(PROVIDED DATA)
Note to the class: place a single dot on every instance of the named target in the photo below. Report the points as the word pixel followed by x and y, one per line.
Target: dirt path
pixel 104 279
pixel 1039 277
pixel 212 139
(End PROVIDED DATA)
**YOUR GOAL**
Exactly as written, reproduce the whole listing.

**EXPECTED OUTPUT**
Note to the class: place a single dot on every instance of the named target in the photo below. Report the points as the word pixel followed by x and y, one per line.
Target: dirt path
pixel 104 279
pixel 1039 277
pixel 212 139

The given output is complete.